==== Text provided

Large Dataset Pre-processing
HDF5 files preprocessing
If you have a large dataset that might not fit into the GPU memory it is recommended to preprocess the data on a CPU and use on-line dataloading for training the model.
To preprocess your dataset specified as an xyz file run the preprocess_data.py
script.
An example is given here:
mkdir processed_data
python <mace_repo_dir>/mace/cli/preprocess_data.py \
--train_file="/path/to/train_large.xyz" \
--valid_fraction=0.05 \
--test_file="/path/to/test_large.xyz" \
--atomic_numbers="[1, 6, 7, 8, 9, 15, 16, 17, 35, 53]" \
--r_max=4.5 \
--h5_prefix="processed_data/" \
--compute_statistics \
--E0s="average" \
--seed=123 \
This will create a directory processed_data with the preprocessed data as h5 files.

========

Exercises to complete:
1. In the dataset preprocessing text, what value does the example command give for the --r_max option?
2. Transcribe the part of the dataset preprocessing text that opens with the words "Large Dataset Pre-processing" and closes with "training the model.".
The data that comes after this text has no connection to it.

==== Information supplied

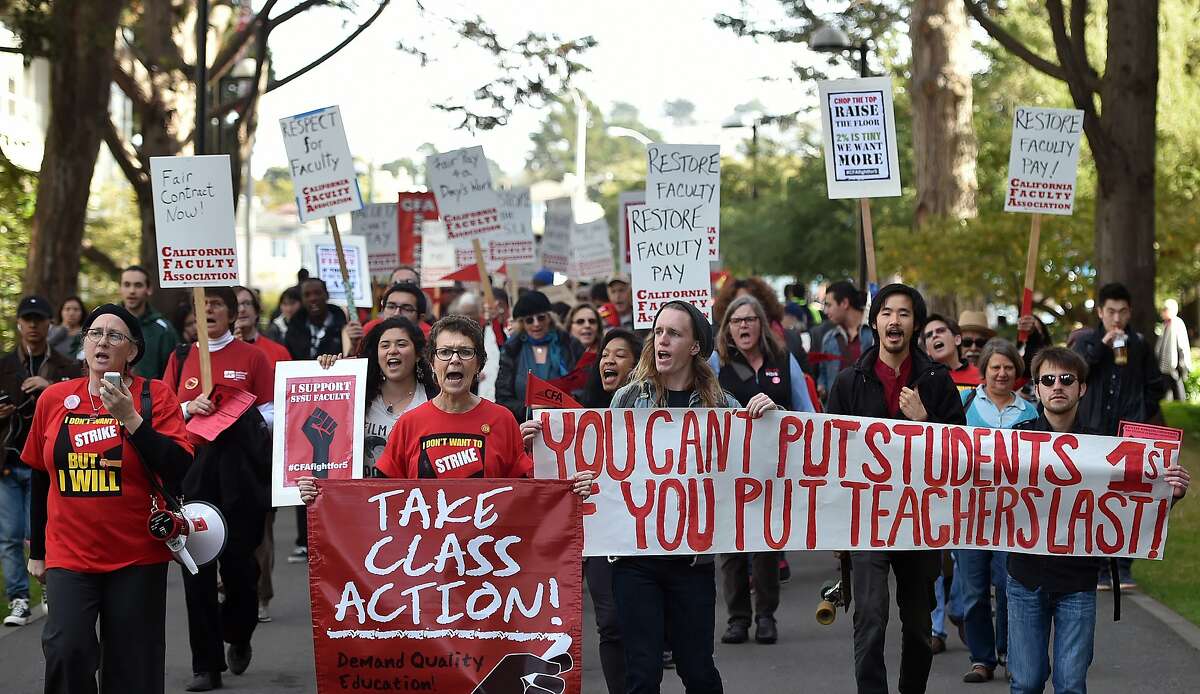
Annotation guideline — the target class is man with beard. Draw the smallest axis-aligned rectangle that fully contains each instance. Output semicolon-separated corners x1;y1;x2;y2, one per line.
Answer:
826;285;966;694
920;313;983;394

========

Answers given:
1. 4.5

2.
Large Dataset Pre-processing
HDF5 files preprocessing
If you have a large dataset that might not fit into the GPU memory it is recommended to preprocess the data on a CPU and use on-line dataloading for training the model.